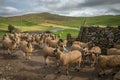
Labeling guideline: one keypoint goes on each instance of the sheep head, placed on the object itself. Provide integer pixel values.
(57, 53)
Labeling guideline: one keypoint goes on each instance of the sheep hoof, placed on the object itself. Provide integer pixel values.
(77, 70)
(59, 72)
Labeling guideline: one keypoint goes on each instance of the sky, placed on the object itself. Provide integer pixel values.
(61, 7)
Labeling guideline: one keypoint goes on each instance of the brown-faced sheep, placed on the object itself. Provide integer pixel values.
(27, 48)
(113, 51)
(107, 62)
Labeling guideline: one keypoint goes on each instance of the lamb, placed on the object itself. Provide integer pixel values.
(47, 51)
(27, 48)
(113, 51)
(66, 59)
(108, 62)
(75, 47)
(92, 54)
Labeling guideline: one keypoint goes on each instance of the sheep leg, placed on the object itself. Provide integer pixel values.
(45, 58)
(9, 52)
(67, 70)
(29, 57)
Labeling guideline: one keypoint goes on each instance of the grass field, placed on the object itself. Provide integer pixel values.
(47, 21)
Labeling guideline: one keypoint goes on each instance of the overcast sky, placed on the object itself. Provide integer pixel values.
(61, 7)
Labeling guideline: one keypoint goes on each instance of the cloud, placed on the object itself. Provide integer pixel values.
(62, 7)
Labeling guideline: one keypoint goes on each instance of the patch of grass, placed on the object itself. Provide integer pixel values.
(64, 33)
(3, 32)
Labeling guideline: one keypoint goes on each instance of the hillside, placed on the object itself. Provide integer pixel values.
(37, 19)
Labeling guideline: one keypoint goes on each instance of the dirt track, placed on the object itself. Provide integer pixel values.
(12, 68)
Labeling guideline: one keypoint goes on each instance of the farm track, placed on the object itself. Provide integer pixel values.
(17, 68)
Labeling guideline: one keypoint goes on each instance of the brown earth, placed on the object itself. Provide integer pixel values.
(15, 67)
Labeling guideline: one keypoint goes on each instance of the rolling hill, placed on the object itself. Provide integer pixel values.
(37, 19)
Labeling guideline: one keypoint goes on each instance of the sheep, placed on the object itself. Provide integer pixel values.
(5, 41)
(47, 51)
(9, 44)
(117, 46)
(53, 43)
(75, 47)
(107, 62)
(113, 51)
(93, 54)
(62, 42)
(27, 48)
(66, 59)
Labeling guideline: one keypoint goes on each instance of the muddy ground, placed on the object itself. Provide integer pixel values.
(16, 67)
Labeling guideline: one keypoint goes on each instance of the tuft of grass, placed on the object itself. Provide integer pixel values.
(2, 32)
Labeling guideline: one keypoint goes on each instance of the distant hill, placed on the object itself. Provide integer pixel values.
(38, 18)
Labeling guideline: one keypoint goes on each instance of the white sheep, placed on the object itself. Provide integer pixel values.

_Task directions_: Line by line, return the listing above exactly, leaving out its pictures.

_Result_:
Labeling guideline: one keypoint goes on each instance of the sheep head, placed on the object itself. Provide integer pixel values.
(57, 53)
Labeling guideline: one keypoint goes on each instance of the sheep hoof, placed on the object itself. Provide integer pixel values.
(77, 70)
(59, 72)
Labeling guideline: one keypoint goes on each instance of the sky, placed on the object itself. Provide integer pixel values.
(61, 7)
Labeling guideline: one keypoint goes on each instance of the brown-faced sheep, placed on the object itself. Provide integer pixel values.
(27, 48)
(113, 51)
(107, 62)
Labeling guideline: one keypoint goes on each instance of the lamb, placed on the object itself. Provide integer pixel values.
(47, 51)
(27, 48)
(113, 51)
(66, 59)
(108, 62)
(75, 47)
(92, 54)
Labeling guideline: one keypoint goes on each instance of the sheep leg, placed on the object itself. Provide integer pixel values.
(45, 58)
(9, 52)
(67, 70)
(29, 57)
Labeling guideline: one keypoint goes on each instance of the grass field, placed on the object itself. Provide integer pixel values.
(47, 21)
Labeling guideline: one keypoint goes on each instance of the overcast sky, placed on the object itself. Provide integer pixel values.
(61, 7)
Labeling guideline: one keypoint goes on each instance of the cloud, placed on the object itself. Provide integer pixel values.
(62, 7)
Labeling guideline: one keypoint goes on each instance of the patch of grass, placed on the object itself. Provide integer pixel values.
(64, 33)
(3, 32)
Labeling guideline: one keypoint goes on each instance of the hillside, placed on the object itself. Provide integer pixel values.
(37, 19)
Labeling guideline: one keypoint goes on each instance of the dirt track, placed on the object itself. Provide integer pixel values.
(12, 68)
Labeling guideline: one keypoint goes on each instance of the farm track, placed on the object itself. Provide integer pixel values.
(17, 68)
Labeling guideline: one keypoint goes on each instance of the brown earth, placed on the object itself. Provide integer pixel values.
(15, 67)
Labeling guideline: one keypoint goes on each instance of the rolling hill, placed on the object itself. Provide integer pixel values.
(37, 19)
Labeling guideline: one keypoint goes on each instance of the sheep, placed on the object itself. Provide integer pixel values.
(5, 41)
(47, 51)
(9, 44)
(117, 46)
(53, 43)
(75, 47)
(107, 62)
(113, 51)
(93, 54)
(62, 42)
(27, 48)
(66, 59)
Labeling guideline: one keypoint goes on each instance of the muddy ground, placed on the object itself. Provide integer pixel values.
(16, 67)
Labeling guideline: one keypoint goes on each instance of the tuft of grass, placed on the object itself. Provide integer pixel values.
(2, 32)
Labeling guideline: one keypoint goes on each instance of the distant hill, placed on the object itself. Provide integer pixel values.
(38, 18)
Labeling guideline: one keypoint goes on each instance of the white sheep, placed on the object itself. Provide integer pixel values.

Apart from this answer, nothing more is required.